» Source data
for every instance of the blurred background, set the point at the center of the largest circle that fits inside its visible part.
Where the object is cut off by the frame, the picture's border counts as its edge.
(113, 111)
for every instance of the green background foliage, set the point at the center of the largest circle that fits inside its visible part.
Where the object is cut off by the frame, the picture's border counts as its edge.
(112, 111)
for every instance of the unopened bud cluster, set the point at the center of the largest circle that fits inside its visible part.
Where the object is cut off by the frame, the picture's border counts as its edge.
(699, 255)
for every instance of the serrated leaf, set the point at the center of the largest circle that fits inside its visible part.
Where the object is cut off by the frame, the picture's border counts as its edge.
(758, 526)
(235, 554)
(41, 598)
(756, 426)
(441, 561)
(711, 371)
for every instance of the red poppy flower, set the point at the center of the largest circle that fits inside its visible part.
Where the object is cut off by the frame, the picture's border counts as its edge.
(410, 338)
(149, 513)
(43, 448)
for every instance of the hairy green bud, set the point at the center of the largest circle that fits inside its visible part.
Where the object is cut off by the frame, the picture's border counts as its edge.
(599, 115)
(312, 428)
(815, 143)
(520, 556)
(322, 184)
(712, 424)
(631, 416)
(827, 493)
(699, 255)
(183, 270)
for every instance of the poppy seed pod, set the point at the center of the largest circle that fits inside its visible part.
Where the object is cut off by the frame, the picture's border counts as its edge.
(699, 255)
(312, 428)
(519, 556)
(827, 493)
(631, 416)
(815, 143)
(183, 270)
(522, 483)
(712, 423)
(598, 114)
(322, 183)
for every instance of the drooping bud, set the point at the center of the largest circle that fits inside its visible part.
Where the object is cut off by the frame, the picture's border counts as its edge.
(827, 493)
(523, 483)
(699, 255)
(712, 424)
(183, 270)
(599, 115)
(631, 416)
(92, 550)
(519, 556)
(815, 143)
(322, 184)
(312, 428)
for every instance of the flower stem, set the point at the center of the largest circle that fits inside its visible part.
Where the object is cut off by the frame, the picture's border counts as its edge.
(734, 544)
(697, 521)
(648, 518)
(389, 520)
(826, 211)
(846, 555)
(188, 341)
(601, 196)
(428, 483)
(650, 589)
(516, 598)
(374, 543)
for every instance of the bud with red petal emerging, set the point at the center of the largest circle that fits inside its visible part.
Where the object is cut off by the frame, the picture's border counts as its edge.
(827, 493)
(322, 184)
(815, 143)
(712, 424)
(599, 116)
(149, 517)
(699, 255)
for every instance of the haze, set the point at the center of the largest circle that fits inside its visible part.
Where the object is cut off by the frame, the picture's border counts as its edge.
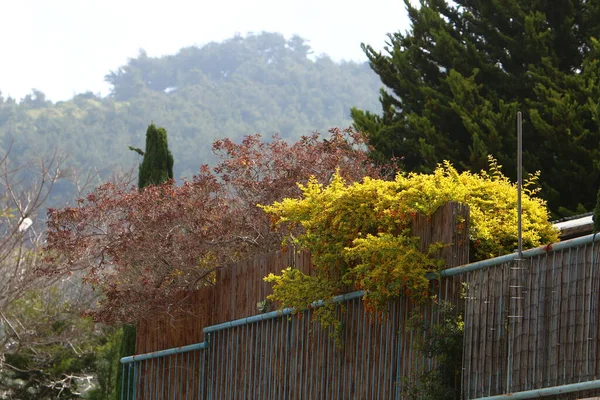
(64, 47)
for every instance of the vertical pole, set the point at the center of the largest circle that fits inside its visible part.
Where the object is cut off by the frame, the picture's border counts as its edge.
(520, 179)
(515, 275)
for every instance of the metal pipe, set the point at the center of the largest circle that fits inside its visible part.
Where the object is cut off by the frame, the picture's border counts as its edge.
(520, 180)
(549, 391)
(514, 256)
(163, 353)
(280, 313)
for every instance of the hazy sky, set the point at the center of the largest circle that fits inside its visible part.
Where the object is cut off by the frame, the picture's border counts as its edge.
(63, 47)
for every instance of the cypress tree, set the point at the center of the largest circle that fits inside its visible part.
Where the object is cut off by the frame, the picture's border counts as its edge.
(455, 82)
(156, 168)
(157, 165)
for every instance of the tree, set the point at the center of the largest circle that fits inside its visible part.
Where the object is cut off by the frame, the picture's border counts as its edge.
(359, 234)
(144, 251)
(46, 347)
(156, 168)
(157, 164)
(455, 82)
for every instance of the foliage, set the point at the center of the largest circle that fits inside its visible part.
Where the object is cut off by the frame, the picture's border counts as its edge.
(157, 164)
(359, 234)
(107, 365)
(455, 81)
(48, 349)
(127, 348)
(193, 229)
(442, 340)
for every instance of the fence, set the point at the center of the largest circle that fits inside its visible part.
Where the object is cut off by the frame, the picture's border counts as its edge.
(531, 330)
(532, 323)
(282, 356)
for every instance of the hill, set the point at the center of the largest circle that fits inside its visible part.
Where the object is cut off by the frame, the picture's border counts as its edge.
(261, 83)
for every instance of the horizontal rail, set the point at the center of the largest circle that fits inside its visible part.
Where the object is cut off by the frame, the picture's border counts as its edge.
(279, 313)
(549, 391)
(164, 353)
(580, 241)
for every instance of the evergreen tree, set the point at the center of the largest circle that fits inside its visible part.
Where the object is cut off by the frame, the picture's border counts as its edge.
(456, 80)
(157, 165)
(156, 168)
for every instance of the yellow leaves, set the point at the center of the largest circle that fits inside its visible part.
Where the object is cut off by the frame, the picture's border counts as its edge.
(359, 233)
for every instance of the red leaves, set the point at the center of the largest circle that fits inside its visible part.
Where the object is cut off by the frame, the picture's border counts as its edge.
(146, 249)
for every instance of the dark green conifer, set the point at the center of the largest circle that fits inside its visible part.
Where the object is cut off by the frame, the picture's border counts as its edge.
(157, 165)
(156, 168)
(455, 82)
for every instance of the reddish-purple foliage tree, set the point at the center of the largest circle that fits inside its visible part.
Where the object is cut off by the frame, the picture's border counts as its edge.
(145, 250)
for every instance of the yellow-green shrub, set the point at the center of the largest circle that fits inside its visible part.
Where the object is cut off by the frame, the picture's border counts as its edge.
(359, 234)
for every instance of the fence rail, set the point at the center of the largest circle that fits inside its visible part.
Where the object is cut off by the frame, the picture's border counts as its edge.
(532, 323)
(285, 356)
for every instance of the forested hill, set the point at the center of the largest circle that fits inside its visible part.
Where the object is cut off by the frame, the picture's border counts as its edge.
(260, 83)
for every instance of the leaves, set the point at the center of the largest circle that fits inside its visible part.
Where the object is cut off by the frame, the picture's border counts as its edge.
(359, 233)
(145, 250)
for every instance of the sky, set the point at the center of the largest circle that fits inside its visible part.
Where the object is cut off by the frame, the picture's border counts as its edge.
(65, 47)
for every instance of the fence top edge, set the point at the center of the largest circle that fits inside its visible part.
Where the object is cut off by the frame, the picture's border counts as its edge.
(279, 313)
(552, 247)
(164, 353)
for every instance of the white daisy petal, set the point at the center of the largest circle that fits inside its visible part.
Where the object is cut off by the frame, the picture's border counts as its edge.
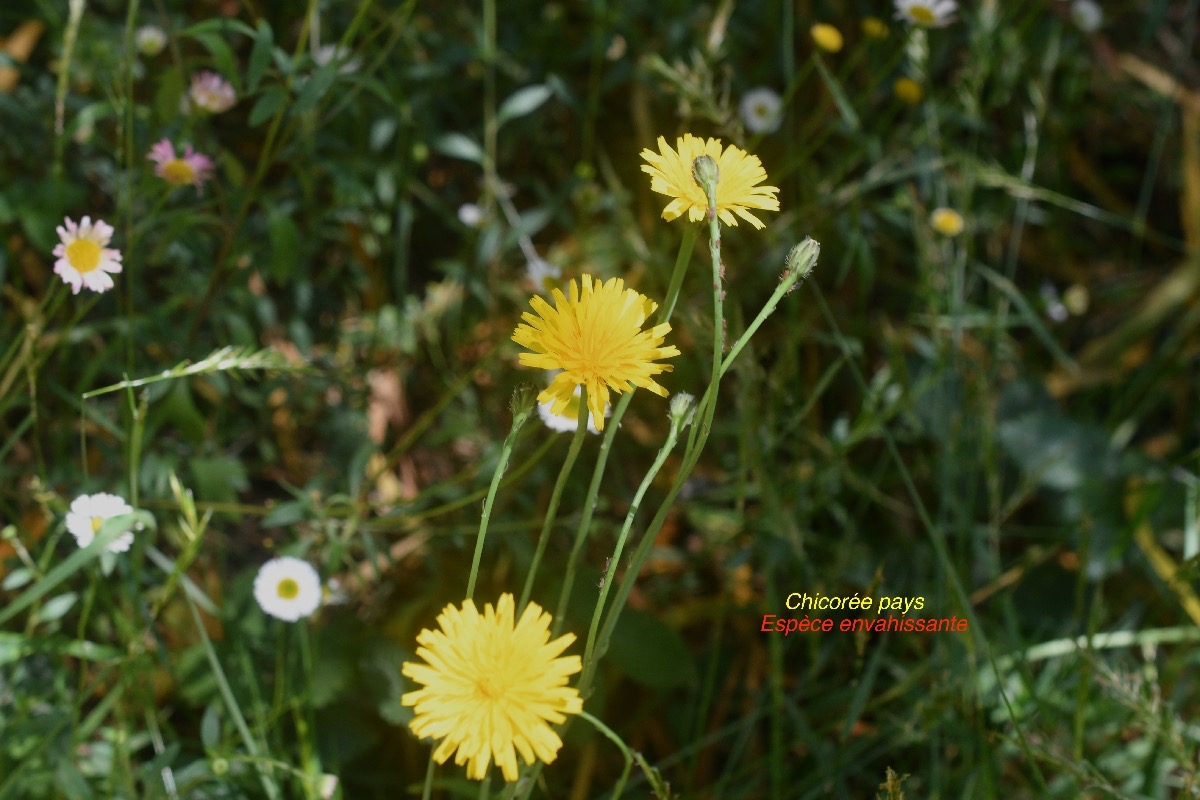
(88, 515)
(82, 256)
(288, 588)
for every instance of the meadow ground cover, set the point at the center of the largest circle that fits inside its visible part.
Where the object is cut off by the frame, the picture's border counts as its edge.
(588, 400)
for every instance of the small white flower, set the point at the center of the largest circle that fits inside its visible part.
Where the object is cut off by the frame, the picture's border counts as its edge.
(927, 13)
(336, 54)
(543, 276)
(1087, 16)
(569, 420)
(288, 588)
(471, 215)
(762, 110)
(211, 92)
(150, 40)
(88, 515)
(83, 260)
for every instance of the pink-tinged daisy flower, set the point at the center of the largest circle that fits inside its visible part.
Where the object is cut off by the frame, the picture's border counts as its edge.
(211, 92)
(83, 258)
(88, 515)
(191, 167)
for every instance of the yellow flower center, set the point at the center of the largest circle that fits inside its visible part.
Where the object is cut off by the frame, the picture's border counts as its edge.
(487, 689)
(84, 256)
(178, 172)
(922, 14)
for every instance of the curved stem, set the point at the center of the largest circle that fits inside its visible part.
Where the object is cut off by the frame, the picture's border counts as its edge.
(556, 495)
(591, 653)
(621, 745)
(505, 453)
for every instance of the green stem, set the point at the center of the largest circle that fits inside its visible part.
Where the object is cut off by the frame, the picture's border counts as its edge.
(621, 745)
(556, 495)
(592, 654)
(505, 453)
(589, 504)
(231, 702)
(667, 308)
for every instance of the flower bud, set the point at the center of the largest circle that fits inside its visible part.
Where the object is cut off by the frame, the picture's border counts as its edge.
(525, 401)
(802, 259)
(706, 174)
(682, 410)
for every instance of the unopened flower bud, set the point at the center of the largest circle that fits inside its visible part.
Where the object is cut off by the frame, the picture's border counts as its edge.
(706, 173)
(802, 259)
(525, 401)
(682, 409)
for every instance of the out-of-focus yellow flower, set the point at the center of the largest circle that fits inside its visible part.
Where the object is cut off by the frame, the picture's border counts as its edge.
(875, 28)
(827, 37)
(907, 90)
(947, 222)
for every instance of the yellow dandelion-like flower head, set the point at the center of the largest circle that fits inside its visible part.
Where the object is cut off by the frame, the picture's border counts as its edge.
(827, 37)
(947, 222)
(907, 90)
(737, 190)
(595, 337)
(492, 686)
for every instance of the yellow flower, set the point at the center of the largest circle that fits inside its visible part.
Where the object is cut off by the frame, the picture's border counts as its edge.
(907, 90)
(736, 191)
(947, 222)
(491, 686)
(595, 337)
(827, 37)
(875, 28)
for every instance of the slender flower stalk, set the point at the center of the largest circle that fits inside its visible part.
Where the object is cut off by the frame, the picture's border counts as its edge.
(556, 495)
(592, 655)
(522, 409)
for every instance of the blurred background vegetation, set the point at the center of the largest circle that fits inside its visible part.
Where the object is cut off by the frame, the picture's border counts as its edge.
(1003, 422)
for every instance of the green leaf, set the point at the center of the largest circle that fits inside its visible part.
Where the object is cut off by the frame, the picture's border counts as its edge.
(285, 239)
(456, 145)
(210, 726)
(219, 479)
(57, 607)
(219, 25)
(522, 101)
(268, 103)
(71, 782)
(168, 94)
(259, 56)
(315, 88)
(112, 528)
(16, 579)
(651, 653)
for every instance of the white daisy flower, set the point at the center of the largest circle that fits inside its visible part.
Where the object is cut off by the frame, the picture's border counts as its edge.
(762, 110)
(927, 13)
(471, 215)
(543, 276)
(288, 588)
(88, 515)
(83, 258)
(1087, 16)
(150, 40)
(211, 92)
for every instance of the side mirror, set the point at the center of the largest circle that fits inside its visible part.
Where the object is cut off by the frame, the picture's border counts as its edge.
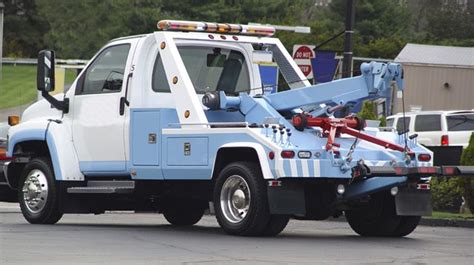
(45, 80)
(45, 72)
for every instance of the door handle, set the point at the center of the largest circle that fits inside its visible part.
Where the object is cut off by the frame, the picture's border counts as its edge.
(123, 100)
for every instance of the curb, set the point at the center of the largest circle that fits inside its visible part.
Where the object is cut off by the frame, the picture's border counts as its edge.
(428, 222)
(447, 223)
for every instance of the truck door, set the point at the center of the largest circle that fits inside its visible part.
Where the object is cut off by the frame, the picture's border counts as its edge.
(97, 126)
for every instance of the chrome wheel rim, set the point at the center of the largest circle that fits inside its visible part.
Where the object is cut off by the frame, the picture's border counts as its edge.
(235, 199)
(35, 191)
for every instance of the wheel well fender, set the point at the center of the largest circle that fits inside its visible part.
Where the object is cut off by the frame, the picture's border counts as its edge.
(242, 151)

» Exercise instructions
Nothing but the lines from the beginning of the records through the line with "for every instance of the serrated" should appear, each printed exactly.

» Result of the exercise
for every instance of the blurred background, set the point at the center of the largest circle that fits inside its visible part.
Where the object is cut off by the frame, the picture's border counts as its edge.
(113, 111)
for every instance of the green background foliage, set the point at the center of the largest circle that fits inside its visible part.
Where the object is cut off by the frame, the picture's border counts as its edge.
(112, 111)
for every instance of the unopened bud cluster, set the point at the center of the largest circle that fits inside its visible part.
Where the object is cut off by the frame, the picture's border counts as its edge.
(699, 255)
for every instance of the serrated leaf, set the point at the center of the largest circle that fits inside its visible part.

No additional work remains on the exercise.